Do this
From the rows below, keep only the lines that contain the string "bokeh" and copy them out. Case matters.

"""

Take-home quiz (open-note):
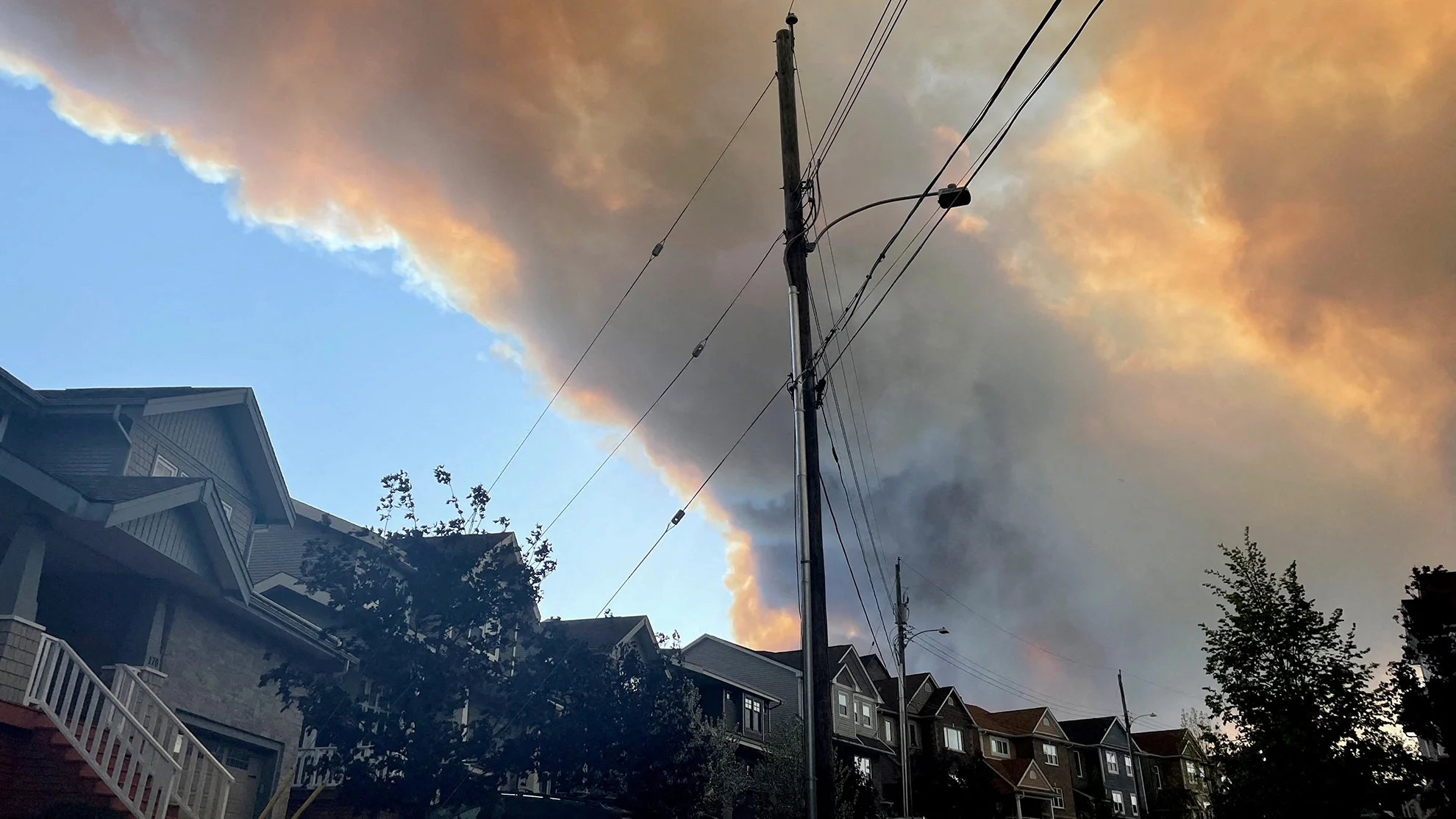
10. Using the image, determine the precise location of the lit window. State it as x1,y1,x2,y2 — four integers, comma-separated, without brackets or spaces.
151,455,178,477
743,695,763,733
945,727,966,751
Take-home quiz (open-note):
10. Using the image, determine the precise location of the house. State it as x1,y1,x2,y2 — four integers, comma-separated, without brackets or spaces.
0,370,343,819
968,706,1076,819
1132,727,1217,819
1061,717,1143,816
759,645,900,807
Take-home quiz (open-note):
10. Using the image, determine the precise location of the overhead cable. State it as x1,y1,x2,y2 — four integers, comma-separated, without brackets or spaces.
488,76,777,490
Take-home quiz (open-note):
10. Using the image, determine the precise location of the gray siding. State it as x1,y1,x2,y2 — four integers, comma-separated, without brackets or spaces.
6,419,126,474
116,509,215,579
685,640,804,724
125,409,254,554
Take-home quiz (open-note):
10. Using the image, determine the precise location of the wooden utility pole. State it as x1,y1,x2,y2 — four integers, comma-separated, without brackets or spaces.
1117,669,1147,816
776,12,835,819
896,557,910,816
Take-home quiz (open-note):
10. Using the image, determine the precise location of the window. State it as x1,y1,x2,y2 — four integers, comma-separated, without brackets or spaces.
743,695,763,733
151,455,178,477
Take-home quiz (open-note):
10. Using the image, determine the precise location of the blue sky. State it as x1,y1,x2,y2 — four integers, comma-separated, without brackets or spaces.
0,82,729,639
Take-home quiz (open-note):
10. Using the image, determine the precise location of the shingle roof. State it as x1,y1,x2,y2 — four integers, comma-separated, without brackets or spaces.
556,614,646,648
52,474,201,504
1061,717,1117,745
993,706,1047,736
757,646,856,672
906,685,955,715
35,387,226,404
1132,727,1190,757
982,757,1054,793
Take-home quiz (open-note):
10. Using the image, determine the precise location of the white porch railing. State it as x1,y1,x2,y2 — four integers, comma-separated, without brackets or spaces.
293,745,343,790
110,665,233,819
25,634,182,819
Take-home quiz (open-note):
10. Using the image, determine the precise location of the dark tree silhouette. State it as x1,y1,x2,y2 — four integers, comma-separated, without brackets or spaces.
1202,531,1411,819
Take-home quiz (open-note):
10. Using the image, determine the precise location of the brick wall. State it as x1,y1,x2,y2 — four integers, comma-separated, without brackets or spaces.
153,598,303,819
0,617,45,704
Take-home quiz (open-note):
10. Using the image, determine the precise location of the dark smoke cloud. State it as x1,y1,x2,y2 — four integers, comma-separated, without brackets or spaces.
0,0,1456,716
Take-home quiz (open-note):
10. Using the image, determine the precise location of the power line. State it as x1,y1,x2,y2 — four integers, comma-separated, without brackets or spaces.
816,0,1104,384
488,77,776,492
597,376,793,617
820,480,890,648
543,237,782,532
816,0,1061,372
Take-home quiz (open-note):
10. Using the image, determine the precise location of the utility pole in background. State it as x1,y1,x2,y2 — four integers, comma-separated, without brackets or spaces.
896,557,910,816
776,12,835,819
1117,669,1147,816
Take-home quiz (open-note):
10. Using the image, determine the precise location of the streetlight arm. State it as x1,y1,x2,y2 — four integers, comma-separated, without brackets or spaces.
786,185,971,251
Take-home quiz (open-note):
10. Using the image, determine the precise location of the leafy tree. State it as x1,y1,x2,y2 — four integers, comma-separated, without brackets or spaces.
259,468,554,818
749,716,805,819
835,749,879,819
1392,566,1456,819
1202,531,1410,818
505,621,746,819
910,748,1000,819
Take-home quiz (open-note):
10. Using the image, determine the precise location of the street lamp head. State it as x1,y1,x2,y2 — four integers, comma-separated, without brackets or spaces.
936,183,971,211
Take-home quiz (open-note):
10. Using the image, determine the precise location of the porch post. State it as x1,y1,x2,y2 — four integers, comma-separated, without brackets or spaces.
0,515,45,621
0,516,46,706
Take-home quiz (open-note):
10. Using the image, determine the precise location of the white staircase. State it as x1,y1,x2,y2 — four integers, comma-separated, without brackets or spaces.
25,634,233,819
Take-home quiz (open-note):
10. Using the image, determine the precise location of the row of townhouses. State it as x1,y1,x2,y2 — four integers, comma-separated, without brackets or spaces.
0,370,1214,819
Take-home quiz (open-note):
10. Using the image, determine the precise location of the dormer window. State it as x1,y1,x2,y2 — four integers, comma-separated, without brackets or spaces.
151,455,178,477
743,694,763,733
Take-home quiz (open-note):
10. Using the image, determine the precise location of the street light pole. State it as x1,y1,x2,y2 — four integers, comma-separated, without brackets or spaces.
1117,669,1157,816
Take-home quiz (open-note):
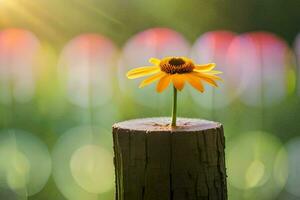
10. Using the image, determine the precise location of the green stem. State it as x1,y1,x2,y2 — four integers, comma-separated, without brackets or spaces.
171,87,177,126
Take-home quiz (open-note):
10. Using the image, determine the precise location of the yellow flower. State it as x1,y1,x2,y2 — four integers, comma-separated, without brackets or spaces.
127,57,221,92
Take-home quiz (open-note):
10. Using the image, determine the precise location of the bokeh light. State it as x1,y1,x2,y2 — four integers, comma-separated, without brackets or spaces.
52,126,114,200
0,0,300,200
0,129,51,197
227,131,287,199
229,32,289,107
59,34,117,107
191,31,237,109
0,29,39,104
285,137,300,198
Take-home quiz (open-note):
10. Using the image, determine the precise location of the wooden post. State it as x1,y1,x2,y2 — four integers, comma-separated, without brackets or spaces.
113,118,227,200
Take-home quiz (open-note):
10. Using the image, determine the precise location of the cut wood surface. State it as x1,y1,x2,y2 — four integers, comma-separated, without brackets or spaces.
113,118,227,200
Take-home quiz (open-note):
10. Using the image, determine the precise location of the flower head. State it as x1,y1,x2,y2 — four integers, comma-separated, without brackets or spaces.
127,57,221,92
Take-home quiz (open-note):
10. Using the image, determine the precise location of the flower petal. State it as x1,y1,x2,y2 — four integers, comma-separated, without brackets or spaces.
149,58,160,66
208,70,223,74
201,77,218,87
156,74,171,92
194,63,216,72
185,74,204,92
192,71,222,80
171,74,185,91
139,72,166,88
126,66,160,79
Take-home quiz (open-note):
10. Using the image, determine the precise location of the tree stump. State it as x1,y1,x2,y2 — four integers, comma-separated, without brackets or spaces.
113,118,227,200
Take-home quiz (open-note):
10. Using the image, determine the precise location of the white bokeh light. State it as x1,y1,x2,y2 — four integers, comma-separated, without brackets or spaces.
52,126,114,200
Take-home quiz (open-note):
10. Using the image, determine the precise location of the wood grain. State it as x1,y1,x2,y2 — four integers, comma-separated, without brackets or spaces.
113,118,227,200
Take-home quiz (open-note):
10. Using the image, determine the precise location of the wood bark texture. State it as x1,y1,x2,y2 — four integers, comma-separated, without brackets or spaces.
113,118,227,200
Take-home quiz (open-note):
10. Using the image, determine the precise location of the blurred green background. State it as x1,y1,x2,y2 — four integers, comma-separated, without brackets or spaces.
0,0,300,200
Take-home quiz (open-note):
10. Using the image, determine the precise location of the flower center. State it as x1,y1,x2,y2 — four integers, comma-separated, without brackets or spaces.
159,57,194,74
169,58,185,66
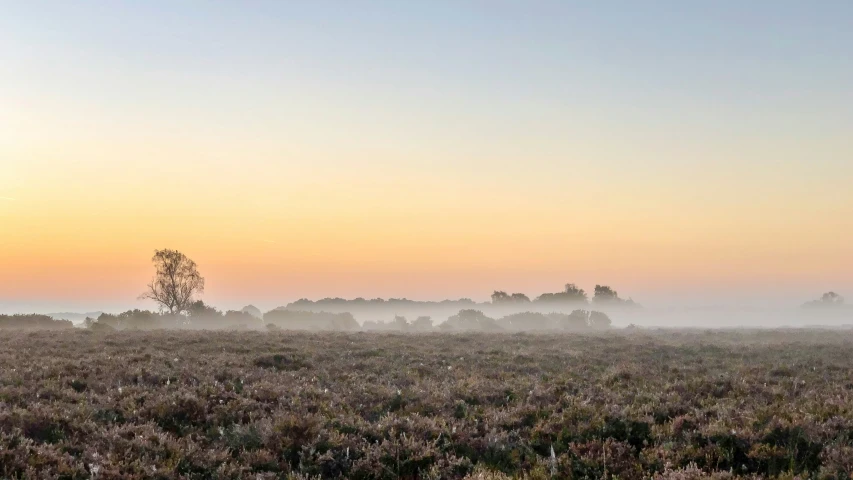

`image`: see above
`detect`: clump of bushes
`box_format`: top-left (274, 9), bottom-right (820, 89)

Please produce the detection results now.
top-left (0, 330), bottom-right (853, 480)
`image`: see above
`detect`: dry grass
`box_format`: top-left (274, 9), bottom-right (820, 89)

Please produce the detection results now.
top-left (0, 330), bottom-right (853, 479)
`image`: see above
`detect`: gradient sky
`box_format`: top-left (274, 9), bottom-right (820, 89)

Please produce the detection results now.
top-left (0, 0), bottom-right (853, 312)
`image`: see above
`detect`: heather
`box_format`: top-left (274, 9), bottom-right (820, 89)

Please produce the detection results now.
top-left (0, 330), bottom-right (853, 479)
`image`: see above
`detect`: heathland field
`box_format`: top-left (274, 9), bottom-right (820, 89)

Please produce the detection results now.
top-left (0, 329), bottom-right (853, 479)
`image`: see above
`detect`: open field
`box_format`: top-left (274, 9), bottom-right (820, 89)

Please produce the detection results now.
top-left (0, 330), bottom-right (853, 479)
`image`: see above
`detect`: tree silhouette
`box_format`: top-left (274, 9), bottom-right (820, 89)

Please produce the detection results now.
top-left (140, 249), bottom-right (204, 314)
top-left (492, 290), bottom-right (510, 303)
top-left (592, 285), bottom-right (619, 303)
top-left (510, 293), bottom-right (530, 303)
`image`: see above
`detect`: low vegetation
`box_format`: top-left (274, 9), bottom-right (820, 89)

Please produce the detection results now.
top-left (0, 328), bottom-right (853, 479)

"""

Task solution
10. Using the image, determine the precise location of the bokeh light. State it as x1,y1,x2,y2 — four integers, comma-separated, without brackets or spaces.
10. Using the image, determine the precise location of the white bokeh light. State it as x1,y1,x2,y2 — four integers, comma-separated, without brackets or spaces.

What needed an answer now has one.